— INSTRUCTIONS FOR THE TASK —
Render the lines below as a numbered list, omitting any blank lines.

— MATERIAL FOR THIS EXERCISE —
****************
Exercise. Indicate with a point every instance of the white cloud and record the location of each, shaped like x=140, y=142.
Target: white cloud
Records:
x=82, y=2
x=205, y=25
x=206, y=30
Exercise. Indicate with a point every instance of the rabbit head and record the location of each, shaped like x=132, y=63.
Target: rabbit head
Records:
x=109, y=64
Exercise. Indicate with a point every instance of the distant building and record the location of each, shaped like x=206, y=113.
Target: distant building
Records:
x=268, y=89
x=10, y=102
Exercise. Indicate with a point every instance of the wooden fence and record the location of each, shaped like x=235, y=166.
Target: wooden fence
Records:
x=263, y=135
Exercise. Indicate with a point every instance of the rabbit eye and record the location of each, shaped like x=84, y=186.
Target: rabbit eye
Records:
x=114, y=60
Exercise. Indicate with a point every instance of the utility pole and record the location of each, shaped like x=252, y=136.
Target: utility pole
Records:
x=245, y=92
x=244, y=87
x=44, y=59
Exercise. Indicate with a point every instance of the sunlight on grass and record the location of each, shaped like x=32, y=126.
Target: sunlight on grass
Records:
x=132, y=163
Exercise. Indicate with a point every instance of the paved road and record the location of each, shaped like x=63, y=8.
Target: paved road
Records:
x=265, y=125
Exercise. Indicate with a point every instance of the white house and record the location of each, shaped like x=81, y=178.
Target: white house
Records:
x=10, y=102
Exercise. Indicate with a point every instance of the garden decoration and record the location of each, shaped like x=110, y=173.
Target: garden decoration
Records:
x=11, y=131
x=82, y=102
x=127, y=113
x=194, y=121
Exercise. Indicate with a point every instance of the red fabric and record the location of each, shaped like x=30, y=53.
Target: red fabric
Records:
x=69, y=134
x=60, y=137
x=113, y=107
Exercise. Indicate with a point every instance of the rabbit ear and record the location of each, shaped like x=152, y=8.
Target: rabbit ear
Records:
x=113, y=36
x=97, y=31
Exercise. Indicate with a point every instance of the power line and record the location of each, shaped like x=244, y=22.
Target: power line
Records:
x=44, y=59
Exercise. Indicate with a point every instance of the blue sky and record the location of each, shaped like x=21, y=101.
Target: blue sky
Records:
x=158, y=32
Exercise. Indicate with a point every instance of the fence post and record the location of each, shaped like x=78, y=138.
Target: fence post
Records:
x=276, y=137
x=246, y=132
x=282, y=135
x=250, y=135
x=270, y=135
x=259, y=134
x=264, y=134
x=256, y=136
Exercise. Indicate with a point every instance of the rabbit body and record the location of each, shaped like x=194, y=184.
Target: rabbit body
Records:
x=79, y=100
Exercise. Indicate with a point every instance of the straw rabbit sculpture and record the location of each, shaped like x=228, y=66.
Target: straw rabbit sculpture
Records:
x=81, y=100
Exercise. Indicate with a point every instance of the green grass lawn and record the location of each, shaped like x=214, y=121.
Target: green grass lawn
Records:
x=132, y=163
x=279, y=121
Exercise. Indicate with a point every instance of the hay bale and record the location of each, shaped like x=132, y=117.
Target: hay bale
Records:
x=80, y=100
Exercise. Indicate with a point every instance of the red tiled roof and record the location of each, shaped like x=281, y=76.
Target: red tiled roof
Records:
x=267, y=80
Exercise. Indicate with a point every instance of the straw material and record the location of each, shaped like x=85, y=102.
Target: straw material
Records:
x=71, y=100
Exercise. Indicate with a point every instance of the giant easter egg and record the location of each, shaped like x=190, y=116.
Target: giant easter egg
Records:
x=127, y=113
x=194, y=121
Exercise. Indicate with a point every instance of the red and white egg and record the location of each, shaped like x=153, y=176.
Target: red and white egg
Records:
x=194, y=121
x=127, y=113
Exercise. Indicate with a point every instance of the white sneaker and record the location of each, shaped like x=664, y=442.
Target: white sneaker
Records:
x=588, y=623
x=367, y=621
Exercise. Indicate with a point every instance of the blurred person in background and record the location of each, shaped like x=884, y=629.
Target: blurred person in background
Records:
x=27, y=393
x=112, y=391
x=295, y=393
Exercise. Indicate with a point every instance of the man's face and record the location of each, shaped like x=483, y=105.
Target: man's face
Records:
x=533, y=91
****************
— RESPONSE FOR THIS EXERCISE —
1. Exercise. Indicate with a point every instance of the white cloud and record the location of each, shaped like x=140, y=142.
2. Target: white cloud
3. Records:
4. x=82, y=2
5. x=205, y=25
6. x=206, y=30
7. Exercise. Indicate with a point every instance of the rabbit head and record the location of each, shaped like x=132, y=63.
8. Target: rabbit head
9. Records:
10. x=109, y=64
11. Exercise. Indicate with a point every instance of the distant building and record the location of each, shaped like x=206, y=113.
12. Target: distant building
13. Records:
14. x=268, y=89
15. x=10, y=102
16. Exercise. Indicate with a point every instance of the wooden fence and record the location of each, shaped like x=235, y=166.
17. Target: wooden fence
18. Records:
19. x=263, y=135
20. Exercise. Indicate with a point every instance of the rabbit eye and record the location of each, shaped like x=84, y=186.
21. Target: rabbit eye
22. Records:
23. x=114, y=60
24. Exercise. Indicate with a point every instance of the utility pole and record the location of each, shaped like x=252, y=136.
25. Target: utility pole
26. Records:
27. x=245, y=92
28. x=244, y=87
29. x=44, y=59
30. Exercise. Indicate with a point every instance of the sunlight on grass and record the location of each, shaped like x=32, y=126.
31. Target: sunlight on grass
32. Records:
33. x=132, y=163
34. Exercise. Indicate with a point every instance of the paved road and record the location of each, shaped like x=63, y=8.
35. Target: paved road
36. Records:
37. x=265, y=125
38. Exercise. Indicate with a point every instance of the white house and record the location of each, shaped like x=81, y=178.
39. Target: white house
40. Records:
41. x=10, y=102
42. Exercise. Indicate with a point every instance of the garden decoration and record the location of each, shaped like x=110, y=173.
43. Target: garden decoration
44. Records:
45. x=11, y=131
46. x=82, y=102
47. x=127, y=113
48. x=194, y=121
49. Exercise. Indicate with a point every instance of the red fabric and record the location of each, shaped like x=30, y=53.
50. Target: red fabric
51. Records:
52. x=69, y=134
53. x=60, y=137
54. x=113, y=107
55. Exercise. Indicate with a point every instance of the rabbit ear and record the location of each, shaped like x=152, y=8.
56. Target: rabbit ear
57. Records:
58. x=113, y=36
59. x=97, y=31
60. Exercise. Indicate with a point every instance of the power line and record the location of each, shaped like x=244, y=22.
61. Target: power line
62. Records:
63. x=44, y=59
64. Exercise. Indicate with a point every instance of the blue sky and record the location of each, shaped like x=21, y=101.
65. Target: blue sky
66. Records:
67. x=158, y=32
68. Exercise. Indicate with a point every instance of the fence post and record the location of each, shaped like x=78, y=138.
69. Target: fence post
70. Records:
71. x=276, y=137
72. x=246, y=132
73. x=282, y=135
74. x=250, y=135
75. x=270, y=135
76. x=259, y=134
77. x=264, y=134
78. x=256, y=136
79. Exercise. Indicate with a point every instance of the rabbit body and record the location of each, shaped like x=194, y=184.
80. Target: rabbit body
81. Records:
82. x=79, y=100
83. Exercise. Indicate with a point every instance of the straw rabbit sculpture and record the location of each, shaped like x=228, y=66.
84. Target: straw rabbit sculpture
85. Records:
86. x=81, y=100
87. Exercise. Indicate with a point every instance of the green grass lawn and record the location of each, shaped like x=214, y=121.
88. Target: green grass lawn
89. Records:
90. x=132, y=163
91. x=279, y=121
92. Exercise. Indicate with a point every instance of the hay bale and record the location of each, shaped like x=132, y=117.
93. Target: hay bale
94. Records:
95. x=80, y=100
96. Exercise. Indicate with a point every instance of the red tiled roof and record the location of each, shaped like x=281, y=76.
97. Target: red tiled roof
98. Records:
99. x=267, y=80
100. Exercise. Indicate with a point every instance of the straw material and record the location of each, shaped like x=85, y=102.
101. Target: straw material
102. Records:
103. x=71, y=100
104. Exercise. Indicate with a point every instance of the giant easter egg and record the location of each, shaped like x=190, y=116.
105. Target: giant easter egg
106. Records:
107. x=127, y=113
108. x=194, y=121
109. Exercise. Indicate with a point every instance of the red and white egg and record the location of each, shaped like x=153, y=176.
110. Target: red and white egg
111. Records:
112. x=194, y=121
113. x=127, y=113
114. Exercise. Indicate with a point every instance of the white sneaker and record the location of each, shaped like x=664, y=442.
115. Target: white sneaker
116. Records:
117. x=588, y=623
118. x=367, y=621
119. Exercise. Indicate with a point every instance of the blurred person in background and record the location of each, shaped like x=884, y=629.
120. Target: blurred person in background
121. Records:
122. x=27, y=393
123. x=112, y=391
124. x=295, y=393
125. Exercise. Indicate with a point every instance of the man's face and record the location of each, shaped like x=483, y=105.
126. Target: man's face
127. Records:
128. x=533, y=91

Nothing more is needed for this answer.